(Excerpts from a dataset)
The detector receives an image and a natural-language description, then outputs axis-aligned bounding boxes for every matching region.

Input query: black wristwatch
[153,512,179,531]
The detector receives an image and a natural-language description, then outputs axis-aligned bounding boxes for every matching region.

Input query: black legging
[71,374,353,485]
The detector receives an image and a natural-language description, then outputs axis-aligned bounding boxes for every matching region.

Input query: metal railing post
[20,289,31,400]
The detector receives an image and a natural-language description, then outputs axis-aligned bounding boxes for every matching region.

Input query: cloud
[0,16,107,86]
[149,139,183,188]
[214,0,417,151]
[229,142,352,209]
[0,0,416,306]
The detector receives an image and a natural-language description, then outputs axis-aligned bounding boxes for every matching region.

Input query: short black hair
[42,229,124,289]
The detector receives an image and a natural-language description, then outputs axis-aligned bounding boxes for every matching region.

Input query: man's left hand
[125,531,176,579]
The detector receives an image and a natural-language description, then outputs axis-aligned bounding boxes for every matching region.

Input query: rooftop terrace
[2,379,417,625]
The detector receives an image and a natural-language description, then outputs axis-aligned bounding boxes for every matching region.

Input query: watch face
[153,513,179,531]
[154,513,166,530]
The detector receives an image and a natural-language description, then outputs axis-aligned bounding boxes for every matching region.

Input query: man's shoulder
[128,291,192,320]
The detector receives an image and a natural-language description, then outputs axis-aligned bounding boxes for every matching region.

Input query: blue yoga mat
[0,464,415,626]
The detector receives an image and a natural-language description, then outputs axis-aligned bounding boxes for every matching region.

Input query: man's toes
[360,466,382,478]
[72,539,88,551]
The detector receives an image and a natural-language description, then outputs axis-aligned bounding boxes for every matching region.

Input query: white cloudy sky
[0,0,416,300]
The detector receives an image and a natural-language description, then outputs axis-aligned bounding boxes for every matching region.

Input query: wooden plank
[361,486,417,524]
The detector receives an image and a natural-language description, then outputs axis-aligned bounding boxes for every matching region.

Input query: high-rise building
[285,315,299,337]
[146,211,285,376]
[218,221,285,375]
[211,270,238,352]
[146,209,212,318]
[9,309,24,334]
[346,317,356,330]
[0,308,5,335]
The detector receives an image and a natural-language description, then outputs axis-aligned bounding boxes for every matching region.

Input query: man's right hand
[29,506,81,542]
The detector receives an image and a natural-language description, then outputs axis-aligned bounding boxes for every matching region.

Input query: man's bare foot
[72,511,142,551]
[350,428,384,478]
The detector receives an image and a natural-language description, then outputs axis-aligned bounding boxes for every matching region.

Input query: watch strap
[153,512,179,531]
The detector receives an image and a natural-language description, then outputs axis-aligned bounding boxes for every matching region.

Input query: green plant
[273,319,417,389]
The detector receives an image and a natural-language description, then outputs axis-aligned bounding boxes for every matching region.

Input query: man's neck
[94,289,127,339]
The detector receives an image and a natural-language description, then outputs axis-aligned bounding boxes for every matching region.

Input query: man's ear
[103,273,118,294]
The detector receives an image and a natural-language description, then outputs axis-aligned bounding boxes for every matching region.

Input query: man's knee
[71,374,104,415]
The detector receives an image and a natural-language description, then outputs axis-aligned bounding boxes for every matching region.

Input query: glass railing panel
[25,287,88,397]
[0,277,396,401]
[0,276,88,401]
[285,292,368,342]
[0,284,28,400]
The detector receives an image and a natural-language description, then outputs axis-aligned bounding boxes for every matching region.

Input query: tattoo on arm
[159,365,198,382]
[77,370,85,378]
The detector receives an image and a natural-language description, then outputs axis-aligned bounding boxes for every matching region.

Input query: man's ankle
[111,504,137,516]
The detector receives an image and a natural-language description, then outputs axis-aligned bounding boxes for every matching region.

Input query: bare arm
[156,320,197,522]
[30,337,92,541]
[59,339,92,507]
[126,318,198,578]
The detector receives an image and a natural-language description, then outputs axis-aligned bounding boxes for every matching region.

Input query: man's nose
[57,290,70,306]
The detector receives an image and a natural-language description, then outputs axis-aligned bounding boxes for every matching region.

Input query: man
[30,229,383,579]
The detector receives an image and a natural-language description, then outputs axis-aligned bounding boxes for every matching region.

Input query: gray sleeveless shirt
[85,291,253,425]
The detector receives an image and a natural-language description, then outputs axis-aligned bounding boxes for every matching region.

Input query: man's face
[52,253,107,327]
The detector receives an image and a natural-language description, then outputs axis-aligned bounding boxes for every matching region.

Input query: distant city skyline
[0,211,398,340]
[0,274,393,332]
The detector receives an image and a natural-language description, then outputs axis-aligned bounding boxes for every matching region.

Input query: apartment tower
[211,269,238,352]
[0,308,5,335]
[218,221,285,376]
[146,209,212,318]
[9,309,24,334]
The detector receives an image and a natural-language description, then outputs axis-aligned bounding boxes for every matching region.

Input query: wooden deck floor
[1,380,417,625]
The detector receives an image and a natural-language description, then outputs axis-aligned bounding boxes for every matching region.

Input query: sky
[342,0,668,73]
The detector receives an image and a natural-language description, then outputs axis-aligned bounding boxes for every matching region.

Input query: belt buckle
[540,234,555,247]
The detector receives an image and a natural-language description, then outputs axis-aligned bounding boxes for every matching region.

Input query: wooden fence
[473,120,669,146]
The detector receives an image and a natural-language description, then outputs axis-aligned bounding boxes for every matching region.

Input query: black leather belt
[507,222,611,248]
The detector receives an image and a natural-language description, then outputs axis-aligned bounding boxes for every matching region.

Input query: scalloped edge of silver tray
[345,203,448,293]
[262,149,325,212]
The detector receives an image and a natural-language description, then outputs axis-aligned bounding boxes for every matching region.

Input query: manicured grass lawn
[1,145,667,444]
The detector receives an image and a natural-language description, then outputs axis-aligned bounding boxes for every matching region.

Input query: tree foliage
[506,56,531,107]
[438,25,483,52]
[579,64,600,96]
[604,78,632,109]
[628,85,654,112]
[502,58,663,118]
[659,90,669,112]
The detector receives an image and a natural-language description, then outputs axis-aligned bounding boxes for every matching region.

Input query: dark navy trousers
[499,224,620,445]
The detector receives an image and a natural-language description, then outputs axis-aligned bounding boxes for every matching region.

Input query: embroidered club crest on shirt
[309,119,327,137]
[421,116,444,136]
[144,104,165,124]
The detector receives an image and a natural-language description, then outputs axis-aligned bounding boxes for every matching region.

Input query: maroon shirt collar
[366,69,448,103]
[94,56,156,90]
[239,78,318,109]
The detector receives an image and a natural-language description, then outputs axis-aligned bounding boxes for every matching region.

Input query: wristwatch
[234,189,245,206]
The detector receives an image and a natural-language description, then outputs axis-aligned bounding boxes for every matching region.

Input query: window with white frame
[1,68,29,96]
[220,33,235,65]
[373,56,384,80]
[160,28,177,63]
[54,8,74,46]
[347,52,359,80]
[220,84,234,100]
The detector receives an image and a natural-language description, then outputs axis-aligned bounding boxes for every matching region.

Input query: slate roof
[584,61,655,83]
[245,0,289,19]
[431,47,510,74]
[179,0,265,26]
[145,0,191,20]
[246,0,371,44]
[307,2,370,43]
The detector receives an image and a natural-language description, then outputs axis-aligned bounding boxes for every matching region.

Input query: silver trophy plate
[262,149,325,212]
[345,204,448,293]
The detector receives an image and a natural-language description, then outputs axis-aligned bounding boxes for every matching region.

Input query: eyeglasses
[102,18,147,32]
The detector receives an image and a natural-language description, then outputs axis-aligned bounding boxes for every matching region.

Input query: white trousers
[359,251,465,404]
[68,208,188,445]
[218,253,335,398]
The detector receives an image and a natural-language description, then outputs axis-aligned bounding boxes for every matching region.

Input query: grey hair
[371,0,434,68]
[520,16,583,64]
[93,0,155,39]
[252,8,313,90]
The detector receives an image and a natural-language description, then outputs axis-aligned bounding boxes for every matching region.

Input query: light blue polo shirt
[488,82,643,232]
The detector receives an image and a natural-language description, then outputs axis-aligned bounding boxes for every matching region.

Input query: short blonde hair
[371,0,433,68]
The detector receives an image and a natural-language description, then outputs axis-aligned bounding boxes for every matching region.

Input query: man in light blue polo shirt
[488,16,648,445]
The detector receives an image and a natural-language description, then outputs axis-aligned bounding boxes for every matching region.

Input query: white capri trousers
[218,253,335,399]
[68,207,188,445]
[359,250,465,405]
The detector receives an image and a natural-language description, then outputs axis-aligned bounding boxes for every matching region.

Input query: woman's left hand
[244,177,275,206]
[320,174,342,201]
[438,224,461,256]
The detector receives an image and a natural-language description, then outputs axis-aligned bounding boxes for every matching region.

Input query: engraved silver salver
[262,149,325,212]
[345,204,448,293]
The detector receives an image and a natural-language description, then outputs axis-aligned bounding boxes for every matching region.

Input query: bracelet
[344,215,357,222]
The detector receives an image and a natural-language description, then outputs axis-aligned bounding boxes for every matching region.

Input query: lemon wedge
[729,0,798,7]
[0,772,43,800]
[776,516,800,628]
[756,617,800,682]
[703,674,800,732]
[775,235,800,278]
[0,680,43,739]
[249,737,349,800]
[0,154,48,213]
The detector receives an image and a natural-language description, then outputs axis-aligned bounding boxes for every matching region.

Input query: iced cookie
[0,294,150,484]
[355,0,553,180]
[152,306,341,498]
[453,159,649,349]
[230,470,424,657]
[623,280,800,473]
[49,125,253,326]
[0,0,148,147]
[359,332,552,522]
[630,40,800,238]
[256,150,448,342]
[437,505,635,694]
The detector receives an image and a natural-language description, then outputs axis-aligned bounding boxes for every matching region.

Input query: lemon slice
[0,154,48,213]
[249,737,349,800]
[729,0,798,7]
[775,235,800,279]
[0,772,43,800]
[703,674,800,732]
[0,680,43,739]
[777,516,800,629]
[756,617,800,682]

** Task details **
Give back only the lines from the one containing "Input query: white capri trousers" through the final line of the entries above, exactly as written, both included.

** Reply **
Input query: white capri trousers
[218,253,335,399]
[68,207,188,445]
[359,250,465,405]
The detector receives an image and a natural-language description, then outputs axis-aligned bounding boxes for every matching region.

Input query: woman's left hand
[244,177,275,206]
[320,174,342,201]
[438,224,461,256]
The detector receives an image and a natural-language description, then outputs axis-aligned bounding boxes for every matching region.

Input query: engraved silver salver
[262,149,325,212]
[345,204,448,293]
The detector receives an image and a natural-language description, then outputs axis-aligned bounding boxes for every matching region.

Input query: bracelet
[344,215,357,222]
The detector receives an image and a natural-language description, then outputs axis-aligned bounding boxes for every matching region.

Input query: lemon wedge
[729,0,798,7]
[0,772,43,800]
[776,516,800,628]
[756,617,800,682]
[703,674,800,732]
[775,235,800,278]
[0,680,43,739]
[249,737,349,800]
[0,154,48,213]
The detector receives an image and a natural-language description, then outputs axis-aligned bounding boxes for every matching region.

Input query: iced cookie
[0,294,150,484]
[355,0,553,180]
[152,306,341,498]
[453,159,649,349]
[230,470,424,657]
[623,280,800,473]
[49,125,253,326]
[0,0,148,147]
[359,332,552,522]
[630,40,800,238]
[256,150,448,342]
[437,505,635,694]
The detector receives an image and a natural-language description, then outputs axis-aligned bounding boxes for every matching region.

Input query: lemon slice
[0,154,48,213]
[249,737,349,800]
[729,0,798,7]
[775,235,800,279]
[0,772,43,800]
[703,674,800,732]
[0,680,43,739]
[777,516,800,629]
[756,617,800,682]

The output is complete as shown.